[Page text]
Summary
This paper presents Borzoi, a sequence-based machine-learning model capable of predicting cell-type and tissue-specific RNA-seq coverage from DNA sequence alone. The model integrates multiple layers of gene regulation—transcription, splicing and polyadenylation—into a unified framework, enabling more comprehensive prediction of variant effects than existing tools that target individual regulatory functions. The authors demonstrate the model's potential to decipher the relationship between DNA sequence and regulatory function across diverse biological contexts.
Regional applicability
This is fundamental genomics research with no direct application to United Kingdom farming systems, soil health or agricultural practice. The methodology and tools may have indirect relevance for crop and livestock genomics research conducted in the UK, but the study itself is not agriculture or nutrition-focused.
Key measures
Predicted RNA-seq coverage; DNA variant effect scores; regulatory motif identification; performance benchmarking against quantitative trait loci
Outcomes reported
The study developed and validated Borzoi, a machine-learning model that predicts cell-type-specific and tissue-specific RNA-seq coverage directly from DNA sequence, and demonstrated its ability to score DNA variant effects across transcription, splicing and polyadenylation. The model's predictions were evaluated against quantitative trait loci data and compared to state-of-the-art models for individual regulatory functions.

[Material shown]
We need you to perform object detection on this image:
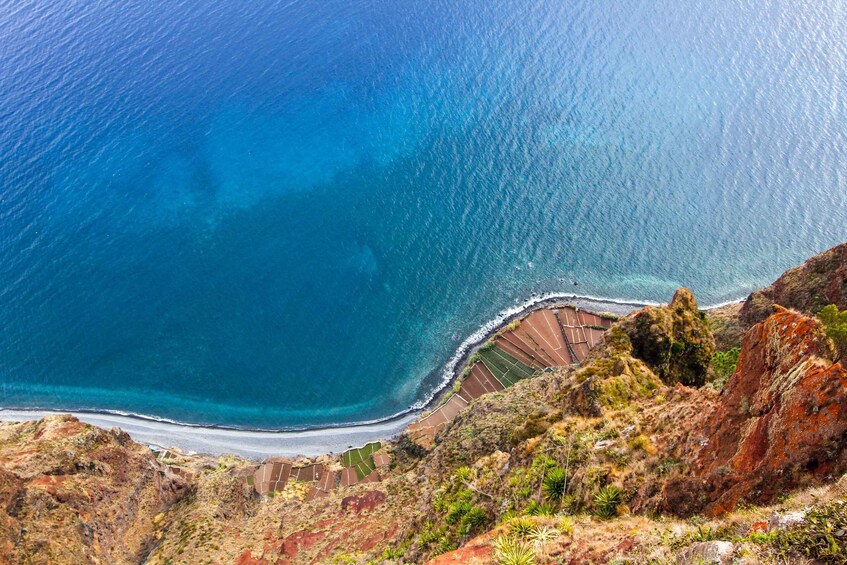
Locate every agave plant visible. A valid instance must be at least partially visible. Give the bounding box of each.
[529,526,561,550]
[494,536,535,565]
[509,516,535,538]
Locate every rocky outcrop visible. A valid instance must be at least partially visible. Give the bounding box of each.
[665,307,847,515]
[0,416,186,564]
[741,243,847,328]
[622,288,715,386]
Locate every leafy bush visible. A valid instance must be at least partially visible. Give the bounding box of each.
[542,467,568,500]
[559,516,574,536]
[459,506,488,535]
[818,304,847,357]
[777,501,847,565]
[494,536,535,565]
[509,516,535,538]
[444,500,473,524]
[594,485,623,519]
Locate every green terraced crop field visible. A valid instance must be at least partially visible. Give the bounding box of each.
[478,345,535,387]
[341,441,382,481]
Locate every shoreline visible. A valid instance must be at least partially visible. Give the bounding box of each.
[0,292,744,459]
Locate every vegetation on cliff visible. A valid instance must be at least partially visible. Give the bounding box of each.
[0,248,847,565]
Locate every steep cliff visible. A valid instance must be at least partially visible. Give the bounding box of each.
[0,416,187,563]
[0,246,847,565]
[740,243,847,327]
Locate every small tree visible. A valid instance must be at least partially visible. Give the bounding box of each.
[818,304,847,358]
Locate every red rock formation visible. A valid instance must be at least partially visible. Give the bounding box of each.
[665,307,847,515]
[741,243,847,327]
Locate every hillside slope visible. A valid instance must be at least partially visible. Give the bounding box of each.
[0,246,847,565]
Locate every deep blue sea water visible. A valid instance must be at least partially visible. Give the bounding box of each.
[0,0,847,427]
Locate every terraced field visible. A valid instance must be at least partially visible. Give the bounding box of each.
[246,307,612,499]
[341,441,382,481]
[246,441,391,500]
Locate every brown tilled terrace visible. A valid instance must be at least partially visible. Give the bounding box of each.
[407,306,612,447]
[247,306,613,500]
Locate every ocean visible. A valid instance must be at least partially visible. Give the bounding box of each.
[0,0,847,429]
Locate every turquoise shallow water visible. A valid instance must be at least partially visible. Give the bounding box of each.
[0,0,847,428]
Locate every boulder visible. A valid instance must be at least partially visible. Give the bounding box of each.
[676,541,735,565]
[621,288,715,386]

[What is being asked] What key measures does the summary of the Borzoi paper list?

[Task output]
- Predicted RNA-seq coverage
- DNA variant effect scores
- Regulatory motif identification
- Performance benchmarking against quantitative trait loci